Data in this exercise:
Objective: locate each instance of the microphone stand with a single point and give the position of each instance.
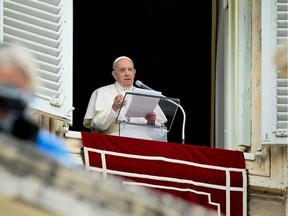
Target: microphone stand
(184, 118)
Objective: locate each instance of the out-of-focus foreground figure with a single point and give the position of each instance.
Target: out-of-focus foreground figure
(18, 77)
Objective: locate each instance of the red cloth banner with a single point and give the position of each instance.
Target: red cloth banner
(214, 178)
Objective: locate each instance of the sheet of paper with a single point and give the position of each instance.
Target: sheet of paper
(142, 104)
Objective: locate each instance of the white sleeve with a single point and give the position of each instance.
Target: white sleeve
(103, 119)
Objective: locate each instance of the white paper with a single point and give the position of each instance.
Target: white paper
(141, 105)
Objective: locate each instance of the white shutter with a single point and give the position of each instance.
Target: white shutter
(274, 89)
(282, 84)
(45, 28)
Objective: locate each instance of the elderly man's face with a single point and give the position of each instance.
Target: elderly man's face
(124, 73)
(11, 75)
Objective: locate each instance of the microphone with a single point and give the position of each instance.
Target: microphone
(142, 85)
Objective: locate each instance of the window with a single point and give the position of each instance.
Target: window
(274, 88)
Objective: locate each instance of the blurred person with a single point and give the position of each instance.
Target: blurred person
(17, 85)
(106, 102)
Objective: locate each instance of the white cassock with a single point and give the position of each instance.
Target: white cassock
(101, 118)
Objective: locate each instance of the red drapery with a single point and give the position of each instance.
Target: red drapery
(214, 178)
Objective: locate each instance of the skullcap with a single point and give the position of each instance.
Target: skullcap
(119, 58)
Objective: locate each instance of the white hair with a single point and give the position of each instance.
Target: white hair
(119, 58)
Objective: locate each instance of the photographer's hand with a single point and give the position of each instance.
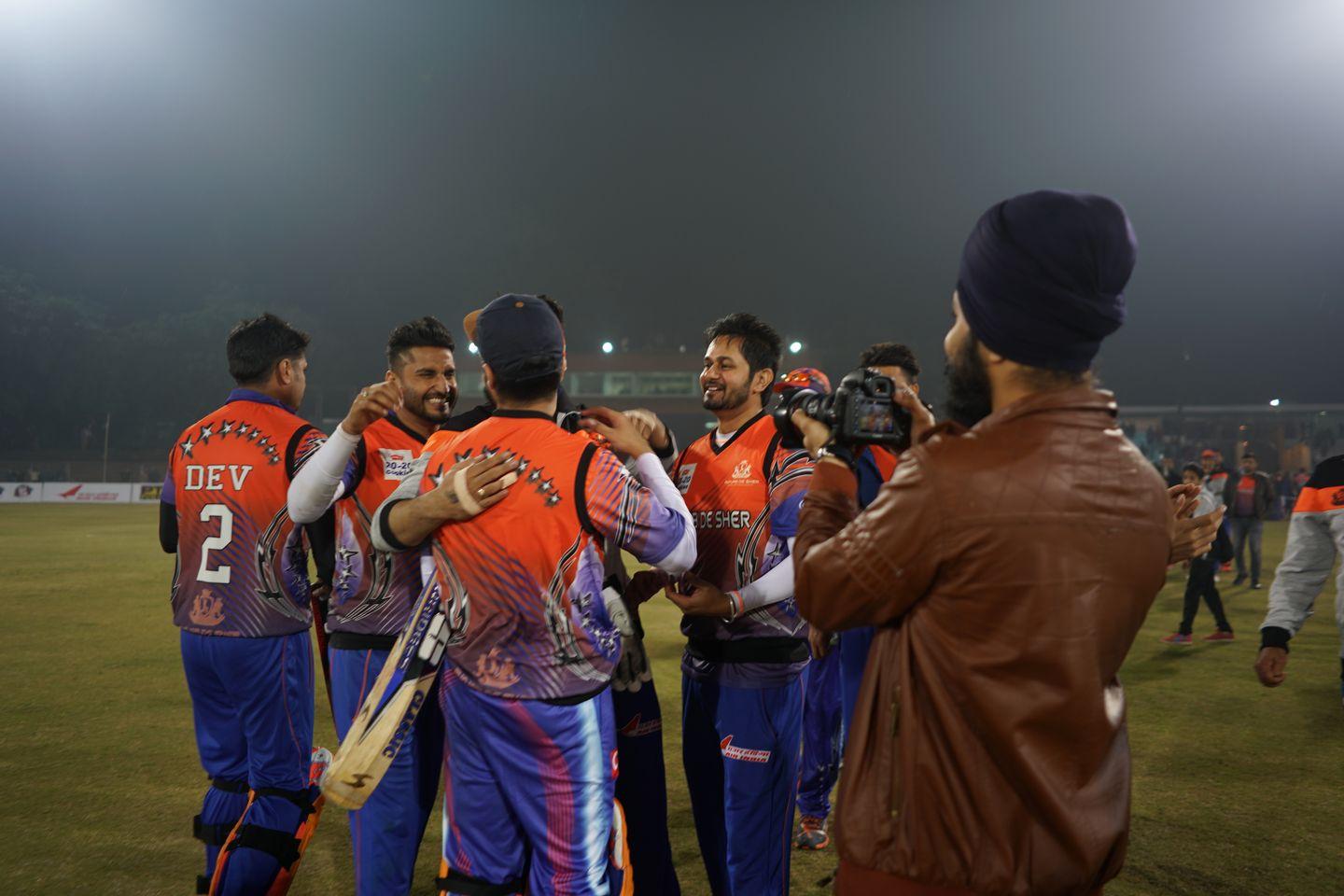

The problem:
Each line from the one containing "Objective: locate each instance of the red drapery" through the final line of the data must be reproduced exactly, both ends included, with no pictures in the copy.

Task output:
Objective: locate each instance of the red drapery with a single point and give the position of each instance.
Target: red drapery
(214, 178)
Objective: locate each instance of the skullcap with a single point and give the position of each instance.
Target: skullcap
(119, 58)
Objective: locate each instance of the white hair with a single point and give the position of each instance.
Target: white hair
(119, 58)
Objective: locate each instance of the photographer's hand with a single point and give the position of each instance.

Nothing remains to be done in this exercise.